▶ [Work required]: Your answer should be the complete data, copied exactly.

▶ [Data supplied]:

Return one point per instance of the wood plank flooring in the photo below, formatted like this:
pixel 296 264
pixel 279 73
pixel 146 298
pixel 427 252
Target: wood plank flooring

▶ [Exercise solution]:
Return one point per instance of the wood plank flooring in the photo below, formatted like this:
pixel 296 264
pixel 279 73
pixel 146 298
pixel 427 252
Target: wood plank flooring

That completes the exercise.